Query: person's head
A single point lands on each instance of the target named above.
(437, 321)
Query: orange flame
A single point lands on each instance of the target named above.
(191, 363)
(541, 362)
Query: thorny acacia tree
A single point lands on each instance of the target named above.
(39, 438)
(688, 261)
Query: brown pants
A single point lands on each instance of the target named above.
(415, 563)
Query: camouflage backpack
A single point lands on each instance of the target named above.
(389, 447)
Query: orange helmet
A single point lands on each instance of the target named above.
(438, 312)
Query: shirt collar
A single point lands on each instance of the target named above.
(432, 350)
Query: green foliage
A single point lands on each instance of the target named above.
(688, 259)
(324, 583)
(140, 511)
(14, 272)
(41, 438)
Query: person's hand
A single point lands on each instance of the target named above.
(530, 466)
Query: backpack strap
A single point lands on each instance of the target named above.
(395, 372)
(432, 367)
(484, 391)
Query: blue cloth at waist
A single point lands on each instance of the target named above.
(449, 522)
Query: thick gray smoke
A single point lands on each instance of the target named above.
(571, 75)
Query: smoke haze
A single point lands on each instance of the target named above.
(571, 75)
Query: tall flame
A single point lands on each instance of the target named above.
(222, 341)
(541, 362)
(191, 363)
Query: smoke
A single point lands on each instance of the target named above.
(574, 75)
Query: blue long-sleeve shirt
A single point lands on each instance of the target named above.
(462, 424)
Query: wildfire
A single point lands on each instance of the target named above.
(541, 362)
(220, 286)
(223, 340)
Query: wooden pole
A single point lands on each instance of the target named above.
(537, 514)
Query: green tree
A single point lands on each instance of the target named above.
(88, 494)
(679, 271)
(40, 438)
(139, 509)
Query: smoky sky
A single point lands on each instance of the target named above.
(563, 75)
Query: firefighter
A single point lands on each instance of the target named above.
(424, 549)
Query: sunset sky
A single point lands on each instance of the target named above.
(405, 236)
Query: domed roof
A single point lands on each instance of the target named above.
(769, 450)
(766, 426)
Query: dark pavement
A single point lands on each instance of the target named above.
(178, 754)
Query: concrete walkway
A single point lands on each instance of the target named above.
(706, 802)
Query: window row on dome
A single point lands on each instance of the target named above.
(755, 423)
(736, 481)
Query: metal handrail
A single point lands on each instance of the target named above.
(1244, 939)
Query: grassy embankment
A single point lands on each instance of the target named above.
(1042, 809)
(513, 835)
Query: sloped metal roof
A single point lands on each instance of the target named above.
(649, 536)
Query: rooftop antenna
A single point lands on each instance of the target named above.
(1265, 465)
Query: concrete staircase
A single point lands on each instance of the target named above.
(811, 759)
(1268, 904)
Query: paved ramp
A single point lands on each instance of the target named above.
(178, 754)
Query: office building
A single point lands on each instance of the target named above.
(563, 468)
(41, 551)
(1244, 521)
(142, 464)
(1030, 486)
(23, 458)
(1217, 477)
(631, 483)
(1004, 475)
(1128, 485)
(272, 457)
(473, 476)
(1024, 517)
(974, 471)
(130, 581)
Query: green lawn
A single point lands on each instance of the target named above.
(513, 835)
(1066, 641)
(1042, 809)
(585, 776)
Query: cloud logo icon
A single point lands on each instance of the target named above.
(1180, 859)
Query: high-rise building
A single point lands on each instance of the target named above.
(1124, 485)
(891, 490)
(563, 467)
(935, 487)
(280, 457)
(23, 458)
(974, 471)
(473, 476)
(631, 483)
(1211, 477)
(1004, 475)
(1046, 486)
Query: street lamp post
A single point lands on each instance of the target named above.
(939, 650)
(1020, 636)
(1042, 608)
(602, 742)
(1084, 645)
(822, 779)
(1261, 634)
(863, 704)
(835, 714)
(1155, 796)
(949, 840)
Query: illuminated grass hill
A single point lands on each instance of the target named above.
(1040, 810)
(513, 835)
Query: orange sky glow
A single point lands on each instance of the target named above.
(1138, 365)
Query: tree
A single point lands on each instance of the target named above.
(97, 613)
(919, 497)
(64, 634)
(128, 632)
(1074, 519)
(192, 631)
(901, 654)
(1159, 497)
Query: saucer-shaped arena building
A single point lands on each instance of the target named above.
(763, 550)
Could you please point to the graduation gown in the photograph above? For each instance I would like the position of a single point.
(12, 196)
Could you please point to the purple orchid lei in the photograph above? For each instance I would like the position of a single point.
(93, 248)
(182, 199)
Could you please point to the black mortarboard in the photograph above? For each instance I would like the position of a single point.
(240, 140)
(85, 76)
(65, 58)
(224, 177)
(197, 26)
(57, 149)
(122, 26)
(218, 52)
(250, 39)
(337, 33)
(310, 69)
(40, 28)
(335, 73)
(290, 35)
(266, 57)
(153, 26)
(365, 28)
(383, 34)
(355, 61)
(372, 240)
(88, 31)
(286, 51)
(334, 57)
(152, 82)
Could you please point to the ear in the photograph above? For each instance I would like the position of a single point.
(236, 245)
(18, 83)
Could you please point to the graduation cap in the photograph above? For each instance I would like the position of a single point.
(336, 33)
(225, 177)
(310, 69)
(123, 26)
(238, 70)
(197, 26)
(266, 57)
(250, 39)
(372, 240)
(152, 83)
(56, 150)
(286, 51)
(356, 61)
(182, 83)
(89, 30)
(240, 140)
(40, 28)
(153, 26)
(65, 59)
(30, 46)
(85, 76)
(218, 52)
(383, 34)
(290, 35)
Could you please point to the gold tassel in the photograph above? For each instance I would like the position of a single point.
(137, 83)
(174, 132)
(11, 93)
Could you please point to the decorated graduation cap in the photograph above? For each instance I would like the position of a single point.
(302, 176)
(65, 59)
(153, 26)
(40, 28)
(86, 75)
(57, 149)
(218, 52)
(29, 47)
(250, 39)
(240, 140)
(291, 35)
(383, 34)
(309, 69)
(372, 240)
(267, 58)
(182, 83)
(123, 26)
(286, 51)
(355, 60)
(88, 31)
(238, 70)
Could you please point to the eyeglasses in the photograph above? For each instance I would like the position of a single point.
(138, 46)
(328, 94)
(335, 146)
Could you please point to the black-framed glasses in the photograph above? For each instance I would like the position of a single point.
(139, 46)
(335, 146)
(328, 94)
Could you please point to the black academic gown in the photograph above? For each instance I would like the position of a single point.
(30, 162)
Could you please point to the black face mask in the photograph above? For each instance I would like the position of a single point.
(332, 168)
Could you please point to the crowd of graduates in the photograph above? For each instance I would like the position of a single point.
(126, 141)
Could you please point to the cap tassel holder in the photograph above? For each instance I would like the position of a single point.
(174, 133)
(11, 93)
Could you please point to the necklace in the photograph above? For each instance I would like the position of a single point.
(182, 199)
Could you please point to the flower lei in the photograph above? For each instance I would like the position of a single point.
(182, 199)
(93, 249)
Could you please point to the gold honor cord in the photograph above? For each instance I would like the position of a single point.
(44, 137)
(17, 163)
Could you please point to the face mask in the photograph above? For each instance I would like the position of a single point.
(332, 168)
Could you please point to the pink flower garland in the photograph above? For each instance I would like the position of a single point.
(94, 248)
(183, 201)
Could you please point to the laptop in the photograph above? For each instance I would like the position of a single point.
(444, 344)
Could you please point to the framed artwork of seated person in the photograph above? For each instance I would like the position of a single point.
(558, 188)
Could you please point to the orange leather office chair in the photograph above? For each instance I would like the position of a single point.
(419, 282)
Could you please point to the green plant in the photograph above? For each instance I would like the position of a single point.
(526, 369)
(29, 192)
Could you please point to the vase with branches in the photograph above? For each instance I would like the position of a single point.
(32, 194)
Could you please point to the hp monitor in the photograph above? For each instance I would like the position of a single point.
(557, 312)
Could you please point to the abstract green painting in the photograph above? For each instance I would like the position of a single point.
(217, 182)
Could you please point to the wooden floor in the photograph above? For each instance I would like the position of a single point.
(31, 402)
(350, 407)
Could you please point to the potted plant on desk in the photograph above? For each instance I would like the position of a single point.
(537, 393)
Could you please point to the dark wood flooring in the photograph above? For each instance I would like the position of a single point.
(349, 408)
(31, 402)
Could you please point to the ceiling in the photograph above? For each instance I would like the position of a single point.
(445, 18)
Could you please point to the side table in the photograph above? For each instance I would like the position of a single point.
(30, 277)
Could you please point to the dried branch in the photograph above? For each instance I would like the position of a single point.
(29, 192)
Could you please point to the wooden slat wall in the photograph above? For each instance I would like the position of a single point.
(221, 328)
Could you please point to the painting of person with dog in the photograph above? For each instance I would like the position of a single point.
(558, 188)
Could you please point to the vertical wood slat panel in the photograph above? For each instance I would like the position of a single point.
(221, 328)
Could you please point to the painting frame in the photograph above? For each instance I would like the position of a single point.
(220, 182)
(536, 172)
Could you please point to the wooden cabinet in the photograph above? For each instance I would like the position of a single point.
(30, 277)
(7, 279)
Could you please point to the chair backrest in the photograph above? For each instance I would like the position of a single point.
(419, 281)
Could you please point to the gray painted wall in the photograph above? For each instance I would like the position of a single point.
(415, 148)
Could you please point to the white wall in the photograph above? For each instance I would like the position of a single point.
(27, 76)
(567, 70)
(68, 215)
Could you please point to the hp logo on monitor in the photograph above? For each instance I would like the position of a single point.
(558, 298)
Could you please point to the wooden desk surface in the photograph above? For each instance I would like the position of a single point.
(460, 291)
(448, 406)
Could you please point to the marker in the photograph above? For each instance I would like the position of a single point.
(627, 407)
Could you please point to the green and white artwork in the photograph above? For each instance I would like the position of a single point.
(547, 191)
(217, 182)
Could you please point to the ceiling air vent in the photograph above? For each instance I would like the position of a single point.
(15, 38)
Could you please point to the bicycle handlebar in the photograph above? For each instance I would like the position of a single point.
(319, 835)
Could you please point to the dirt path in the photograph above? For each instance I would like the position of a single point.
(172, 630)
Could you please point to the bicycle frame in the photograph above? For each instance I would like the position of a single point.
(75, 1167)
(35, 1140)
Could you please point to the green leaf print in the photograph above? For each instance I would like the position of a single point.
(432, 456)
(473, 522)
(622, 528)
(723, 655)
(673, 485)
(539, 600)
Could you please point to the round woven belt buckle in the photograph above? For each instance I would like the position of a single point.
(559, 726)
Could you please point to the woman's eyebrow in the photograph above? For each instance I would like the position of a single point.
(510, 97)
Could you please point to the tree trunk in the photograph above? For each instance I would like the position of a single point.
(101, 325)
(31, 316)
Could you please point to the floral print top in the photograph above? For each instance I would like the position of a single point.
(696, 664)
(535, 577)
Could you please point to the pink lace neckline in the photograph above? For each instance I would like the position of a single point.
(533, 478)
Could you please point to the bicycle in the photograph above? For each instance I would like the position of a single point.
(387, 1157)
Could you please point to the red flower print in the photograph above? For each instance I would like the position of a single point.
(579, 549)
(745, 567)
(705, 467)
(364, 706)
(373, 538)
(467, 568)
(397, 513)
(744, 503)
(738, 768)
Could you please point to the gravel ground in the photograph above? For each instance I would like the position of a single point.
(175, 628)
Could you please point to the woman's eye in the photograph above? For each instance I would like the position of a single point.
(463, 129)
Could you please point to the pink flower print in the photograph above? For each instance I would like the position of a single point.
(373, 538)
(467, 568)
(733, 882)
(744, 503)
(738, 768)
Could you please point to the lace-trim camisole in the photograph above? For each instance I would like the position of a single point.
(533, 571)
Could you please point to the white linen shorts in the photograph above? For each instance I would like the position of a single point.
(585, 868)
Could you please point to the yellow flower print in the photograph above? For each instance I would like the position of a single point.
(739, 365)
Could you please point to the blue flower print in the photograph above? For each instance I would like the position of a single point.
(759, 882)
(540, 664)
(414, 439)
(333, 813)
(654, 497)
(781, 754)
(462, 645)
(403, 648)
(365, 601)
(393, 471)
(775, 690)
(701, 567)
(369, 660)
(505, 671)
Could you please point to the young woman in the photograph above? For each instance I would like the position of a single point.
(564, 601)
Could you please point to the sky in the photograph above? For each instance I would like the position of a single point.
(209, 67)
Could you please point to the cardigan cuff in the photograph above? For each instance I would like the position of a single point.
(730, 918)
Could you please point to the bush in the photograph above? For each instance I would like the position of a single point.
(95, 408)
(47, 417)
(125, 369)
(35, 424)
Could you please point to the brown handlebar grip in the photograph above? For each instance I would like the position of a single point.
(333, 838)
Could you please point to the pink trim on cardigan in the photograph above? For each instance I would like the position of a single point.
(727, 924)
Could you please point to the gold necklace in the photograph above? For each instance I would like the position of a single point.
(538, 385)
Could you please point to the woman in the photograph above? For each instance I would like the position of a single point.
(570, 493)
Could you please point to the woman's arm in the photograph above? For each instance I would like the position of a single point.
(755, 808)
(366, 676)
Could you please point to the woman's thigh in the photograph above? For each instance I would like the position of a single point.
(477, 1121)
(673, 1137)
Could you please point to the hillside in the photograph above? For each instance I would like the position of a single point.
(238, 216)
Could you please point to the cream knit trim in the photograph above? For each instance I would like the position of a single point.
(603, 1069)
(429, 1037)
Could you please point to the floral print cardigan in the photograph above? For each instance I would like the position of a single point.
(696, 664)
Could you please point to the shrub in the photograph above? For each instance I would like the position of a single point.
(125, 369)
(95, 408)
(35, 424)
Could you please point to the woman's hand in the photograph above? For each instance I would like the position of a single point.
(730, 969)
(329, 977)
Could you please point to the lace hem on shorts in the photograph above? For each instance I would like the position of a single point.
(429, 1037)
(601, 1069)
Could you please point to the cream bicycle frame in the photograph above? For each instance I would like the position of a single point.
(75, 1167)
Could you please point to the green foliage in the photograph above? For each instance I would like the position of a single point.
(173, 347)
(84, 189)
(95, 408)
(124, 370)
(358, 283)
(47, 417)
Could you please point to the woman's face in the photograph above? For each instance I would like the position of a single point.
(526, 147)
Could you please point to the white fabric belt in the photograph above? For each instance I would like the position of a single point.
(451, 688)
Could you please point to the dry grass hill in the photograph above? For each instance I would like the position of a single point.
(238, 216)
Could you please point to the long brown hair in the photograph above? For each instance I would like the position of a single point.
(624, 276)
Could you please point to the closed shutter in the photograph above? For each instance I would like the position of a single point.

================================

● **Exercise task**
Repeat only the stretch of lines starting at the one containing "Could you please point to the lace hem" and running to the final line of the entries above.

● **Task output**
Could you please point to the lace hem on shorts in the photograph above? For each instance I would like the position of a single point.
(429, 1037)
(601, 1069)
Could you please point to the cream bicycle frame in the photograph above? For each instance I would like the position of a single point.
(75, 1167)
Could you please point to the green foliage in the photograph above? For each instance I would like the position of a single point.
(173, 347)
(84, 189)
(95, 408)
(124, 370)
(358, 283)
(47, 417)
Could you please point to the woman's face in the photograph above? For each instance I would like the position of a single point.
(526, 147)
Could you please point to the white fabric belt in the photograph above? For each instance I would like the position of a single point.
(451, 688)
Could you please point to the dry grass hill in the photograph above? For each instance I would like the position of a single point.
(238, 216)
Could you please point to the long brown hair in the photograph above? For each instance I would like the position of a single point.
(624, 276)
Could you please point to the closed shutter in the photograph above? For each instance I would like the position of a single point.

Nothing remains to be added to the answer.